# Extrait du texte:

'''

L’alcool, le dernier tabou des femmes

Cinq pour cent des Françaises ont un problème d’addiction. Un phénomène en hausse, engendré par la compétition au travail…

Le JDD Santé | 10 Juillet 2010

Il y a des larmes cachées sous le maquillage, des superwomen qui titubent sitôt passée la porte du bureau. Psychiatre spécialiste des addictions, Fatma Bouvet de La Maisonneuve a ouvert en 2007 à l’hôpital Saint-Anne à Paris une consultation d’alcoologie spécialement destinée aux femmes. Dans un livre qui vient de paraître (1), elle raconte l’histoire de ces employées modèles qui ne viendraient pas à bout de leur double journée sans se doper au Kir ou au Martini.

'''

# Consigne 1:
D'après l'article sur l'alcool chez les femmes, en quelle année la consultation d'alcoologie destinée aux femmes a-t-elle été ouverte à l'hôpital Saint-Anne ?
# Consigne 2:
Mettez à jour le passage de l'article sur l'alcool chez les femmes commençant par « L’alcool, le dernier » et s'achevant sur « ou au Martini. », en y remplaçant « Kir » par « Pastis ».
# Consigne 3:
Prolongez l'article sur l'alcool chez les femmes à la suite de sa dernière phrase.

# Entrées du jeu de données:
'''

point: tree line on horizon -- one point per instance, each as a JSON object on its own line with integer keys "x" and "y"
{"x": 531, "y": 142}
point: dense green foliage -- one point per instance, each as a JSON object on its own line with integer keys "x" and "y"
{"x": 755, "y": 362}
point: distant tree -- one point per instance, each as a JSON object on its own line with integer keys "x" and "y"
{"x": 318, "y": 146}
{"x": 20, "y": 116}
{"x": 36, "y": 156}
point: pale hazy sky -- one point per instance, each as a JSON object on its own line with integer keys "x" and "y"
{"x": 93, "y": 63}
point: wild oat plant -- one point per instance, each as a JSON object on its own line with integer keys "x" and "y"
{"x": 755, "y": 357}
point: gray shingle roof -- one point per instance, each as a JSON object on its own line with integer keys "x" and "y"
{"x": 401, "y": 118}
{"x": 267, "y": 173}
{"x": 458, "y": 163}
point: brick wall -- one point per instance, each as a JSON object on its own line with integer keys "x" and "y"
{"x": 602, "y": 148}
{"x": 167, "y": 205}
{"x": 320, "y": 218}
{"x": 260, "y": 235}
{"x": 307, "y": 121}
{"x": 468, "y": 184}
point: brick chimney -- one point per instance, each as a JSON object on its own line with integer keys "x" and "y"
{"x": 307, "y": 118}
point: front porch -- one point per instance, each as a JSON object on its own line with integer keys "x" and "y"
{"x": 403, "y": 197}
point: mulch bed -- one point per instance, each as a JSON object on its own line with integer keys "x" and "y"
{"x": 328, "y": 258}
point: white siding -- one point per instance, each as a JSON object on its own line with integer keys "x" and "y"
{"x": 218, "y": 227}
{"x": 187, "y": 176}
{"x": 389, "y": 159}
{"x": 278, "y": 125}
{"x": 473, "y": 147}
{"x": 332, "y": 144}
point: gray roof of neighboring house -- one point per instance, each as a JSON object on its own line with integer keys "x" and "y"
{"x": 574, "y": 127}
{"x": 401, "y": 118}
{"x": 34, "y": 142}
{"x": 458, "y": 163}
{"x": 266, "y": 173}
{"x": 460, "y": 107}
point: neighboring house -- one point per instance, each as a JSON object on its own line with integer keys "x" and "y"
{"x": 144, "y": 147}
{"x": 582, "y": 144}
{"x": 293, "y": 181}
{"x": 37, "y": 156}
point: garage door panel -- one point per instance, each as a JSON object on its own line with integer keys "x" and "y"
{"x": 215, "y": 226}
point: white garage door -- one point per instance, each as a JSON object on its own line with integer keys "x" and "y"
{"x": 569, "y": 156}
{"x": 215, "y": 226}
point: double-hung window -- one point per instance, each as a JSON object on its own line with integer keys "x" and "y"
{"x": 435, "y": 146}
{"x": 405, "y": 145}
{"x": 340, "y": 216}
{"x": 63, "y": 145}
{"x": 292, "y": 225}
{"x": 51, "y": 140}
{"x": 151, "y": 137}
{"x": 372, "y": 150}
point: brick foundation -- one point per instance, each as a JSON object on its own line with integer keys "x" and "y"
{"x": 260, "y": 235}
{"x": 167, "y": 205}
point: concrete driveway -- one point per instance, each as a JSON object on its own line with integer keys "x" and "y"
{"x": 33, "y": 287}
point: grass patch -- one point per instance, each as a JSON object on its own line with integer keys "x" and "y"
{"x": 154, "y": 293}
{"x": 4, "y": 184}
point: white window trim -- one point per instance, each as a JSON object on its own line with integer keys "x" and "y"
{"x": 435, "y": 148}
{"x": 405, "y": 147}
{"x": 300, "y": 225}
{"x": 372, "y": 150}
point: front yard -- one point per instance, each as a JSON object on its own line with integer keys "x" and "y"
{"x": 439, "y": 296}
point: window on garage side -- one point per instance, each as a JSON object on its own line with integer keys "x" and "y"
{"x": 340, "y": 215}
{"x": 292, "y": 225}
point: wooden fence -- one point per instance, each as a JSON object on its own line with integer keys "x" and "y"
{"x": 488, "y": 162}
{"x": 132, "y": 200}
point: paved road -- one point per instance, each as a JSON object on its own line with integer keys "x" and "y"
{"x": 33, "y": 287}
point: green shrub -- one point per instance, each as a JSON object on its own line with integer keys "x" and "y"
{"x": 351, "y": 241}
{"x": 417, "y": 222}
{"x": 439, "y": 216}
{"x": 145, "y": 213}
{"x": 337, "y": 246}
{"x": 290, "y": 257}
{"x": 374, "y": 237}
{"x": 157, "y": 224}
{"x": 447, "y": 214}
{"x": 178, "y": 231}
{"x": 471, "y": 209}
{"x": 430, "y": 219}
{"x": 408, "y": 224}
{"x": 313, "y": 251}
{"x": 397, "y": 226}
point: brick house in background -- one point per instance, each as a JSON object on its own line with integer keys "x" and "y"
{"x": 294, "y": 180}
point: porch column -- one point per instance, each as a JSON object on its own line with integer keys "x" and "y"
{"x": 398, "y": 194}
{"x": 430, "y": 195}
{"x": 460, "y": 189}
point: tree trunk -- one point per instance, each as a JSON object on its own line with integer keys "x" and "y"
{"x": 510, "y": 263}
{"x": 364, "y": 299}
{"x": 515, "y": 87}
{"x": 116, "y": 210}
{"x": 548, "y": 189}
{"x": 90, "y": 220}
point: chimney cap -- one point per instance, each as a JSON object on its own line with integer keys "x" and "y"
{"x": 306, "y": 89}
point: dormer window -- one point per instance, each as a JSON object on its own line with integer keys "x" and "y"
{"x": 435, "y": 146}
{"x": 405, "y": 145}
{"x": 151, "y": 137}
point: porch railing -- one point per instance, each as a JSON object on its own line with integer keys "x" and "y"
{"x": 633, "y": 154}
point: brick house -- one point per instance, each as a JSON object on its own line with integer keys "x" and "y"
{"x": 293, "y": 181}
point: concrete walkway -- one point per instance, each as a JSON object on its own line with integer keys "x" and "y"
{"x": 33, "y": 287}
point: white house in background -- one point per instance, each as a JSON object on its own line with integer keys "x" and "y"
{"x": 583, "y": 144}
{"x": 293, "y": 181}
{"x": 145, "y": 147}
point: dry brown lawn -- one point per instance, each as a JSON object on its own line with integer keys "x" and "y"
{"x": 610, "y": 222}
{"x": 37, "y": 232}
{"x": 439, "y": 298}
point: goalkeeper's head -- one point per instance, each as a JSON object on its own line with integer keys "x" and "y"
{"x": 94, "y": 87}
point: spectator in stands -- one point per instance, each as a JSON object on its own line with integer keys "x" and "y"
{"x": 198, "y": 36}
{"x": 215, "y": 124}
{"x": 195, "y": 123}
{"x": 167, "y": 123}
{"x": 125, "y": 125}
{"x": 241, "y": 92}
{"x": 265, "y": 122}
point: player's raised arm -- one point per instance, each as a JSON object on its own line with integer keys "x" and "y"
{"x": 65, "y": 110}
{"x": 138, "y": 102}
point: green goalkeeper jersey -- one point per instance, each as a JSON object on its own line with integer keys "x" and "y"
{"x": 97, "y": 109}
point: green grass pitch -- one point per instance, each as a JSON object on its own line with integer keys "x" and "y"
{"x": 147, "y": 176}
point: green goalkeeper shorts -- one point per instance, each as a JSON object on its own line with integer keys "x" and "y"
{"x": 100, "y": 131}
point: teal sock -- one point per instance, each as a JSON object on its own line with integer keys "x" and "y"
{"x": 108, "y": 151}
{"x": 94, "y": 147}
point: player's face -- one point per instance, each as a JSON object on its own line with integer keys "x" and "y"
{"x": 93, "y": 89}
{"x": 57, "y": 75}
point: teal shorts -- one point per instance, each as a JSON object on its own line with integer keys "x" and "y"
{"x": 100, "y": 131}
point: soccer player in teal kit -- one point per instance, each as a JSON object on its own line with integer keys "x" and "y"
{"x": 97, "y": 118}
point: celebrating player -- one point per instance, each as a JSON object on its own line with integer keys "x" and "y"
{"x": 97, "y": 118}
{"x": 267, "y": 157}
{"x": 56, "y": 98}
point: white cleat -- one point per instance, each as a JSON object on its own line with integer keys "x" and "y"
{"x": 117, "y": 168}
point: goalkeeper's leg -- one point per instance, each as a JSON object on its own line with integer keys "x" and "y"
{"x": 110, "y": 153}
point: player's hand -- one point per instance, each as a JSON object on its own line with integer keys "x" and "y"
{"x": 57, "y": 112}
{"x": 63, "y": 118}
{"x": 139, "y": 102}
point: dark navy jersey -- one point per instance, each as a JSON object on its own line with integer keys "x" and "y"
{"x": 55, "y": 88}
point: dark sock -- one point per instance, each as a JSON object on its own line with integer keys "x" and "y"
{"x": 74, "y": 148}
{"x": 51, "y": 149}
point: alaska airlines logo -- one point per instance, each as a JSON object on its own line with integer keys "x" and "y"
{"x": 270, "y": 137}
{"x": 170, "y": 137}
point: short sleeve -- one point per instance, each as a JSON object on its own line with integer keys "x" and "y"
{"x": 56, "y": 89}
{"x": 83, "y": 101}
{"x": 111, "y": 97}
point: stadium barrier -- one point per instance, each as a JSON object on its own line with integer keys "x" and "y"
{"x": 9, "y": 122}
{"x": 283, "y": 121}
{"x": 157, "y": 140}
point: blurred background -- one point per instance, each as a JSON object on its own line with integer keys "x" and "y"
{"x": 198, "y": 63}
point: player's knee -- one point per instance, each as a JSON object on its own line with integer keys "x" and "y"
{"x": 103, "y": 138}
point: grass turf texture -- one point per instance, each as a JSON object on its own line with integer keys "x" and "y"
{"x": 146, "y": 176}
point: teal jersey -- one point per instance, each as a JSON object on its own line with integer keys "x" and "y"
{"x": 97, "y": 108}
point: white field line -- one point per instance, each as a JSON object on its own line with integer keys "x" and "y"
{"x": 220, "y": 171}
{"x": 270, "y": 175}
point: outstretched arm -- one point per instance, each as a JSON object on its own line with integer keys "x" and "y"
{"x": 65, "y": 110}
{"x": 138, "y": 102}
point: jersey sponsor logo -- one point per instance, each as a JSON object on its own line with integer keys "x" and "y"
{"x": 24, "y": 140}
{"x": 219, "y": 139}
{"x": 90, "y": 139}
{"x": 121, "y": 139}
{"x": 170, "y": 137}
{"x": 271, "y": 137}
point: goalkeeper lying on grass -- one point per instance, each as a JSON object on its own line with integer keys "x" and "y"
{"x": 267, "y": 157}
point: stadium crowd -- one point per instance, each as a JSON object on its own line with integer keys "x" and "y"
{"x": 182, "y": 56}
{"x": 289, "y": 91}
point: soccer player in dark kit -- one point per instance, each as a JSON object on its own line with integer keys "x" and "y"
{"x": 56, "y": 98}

'''

# Réponse attendue 1:
En 2007.

# Réponse attendue 2:
L’alcool, le dernier tabou des femmes

Cinq pour cent des Françaises ont un problème d’addiction. Un phénomène en hausse, engendré par la compétition au travail…

Le JDD Santé | 10 Juillet 2010

Il y a des larmes cachées sous le maquillage, des superwomen qui titubent sitôt passée la porte du bureau. Psychiatre spécialiste des addictions, Fatma Bouvet de La Maisonneuve a ouvert en 2007 à l’hôpital Saint-Anne à Paris une consultation d’alcoologie spécialement destinée aux femmes. Dans un livre qui vient de paraître (1), elle raconte l’histoire de ces employées modèles qui ne viendraient pas à bout de leur double journée sans se doper au Pastis ou au Martini.

# Réponse attendue 3:
Si l’alcoolisme des hommes –comme en témoigne le succès de l’ouvrage du producteur Hervé Chabalier–, comme celui des jeunes, est un sujet de société débattu, celui des femmes reste, de l’aveu de nombreux médecins, encore tabou. "La première chose que les patientes me disent, c’est à quel point elles ont honte. Les gens ignorent que c’est une maladie. Pour eux, une femme qui boit est une moins que rien. Alors, elles gardent le secret et leurs familles se font complices de ce silence", relève cette féministe engagée. Une constatation partagée par le professeur de psychiatrie Michel Lejoyeux (2) : "La société a honte pour les femmes. On considère que l’alcool est une affaire d’hommes et on ferme les yeux."
La souffrance au travail est un élément déclencheur

Selon l’Inserm, 5% des femmes ont eu, ou ont toujours, un usage problématique de ce produit (contre 15% de l’ensemble des hommes). En consomment-elles davantage que par le passé ? "On n’a pas de données fiables sur le sujet mais tous les alcoologues reçoivent de plus en plus de patientes", précise le psychiatre Michel Lejoyeux. Les femmes ont tendance à boire seules, chez elles, mais aussi de plus en plus souvent en groupe, avec leurs copines, ou lors de déjeuners d’affaires, copiant les usages masculins.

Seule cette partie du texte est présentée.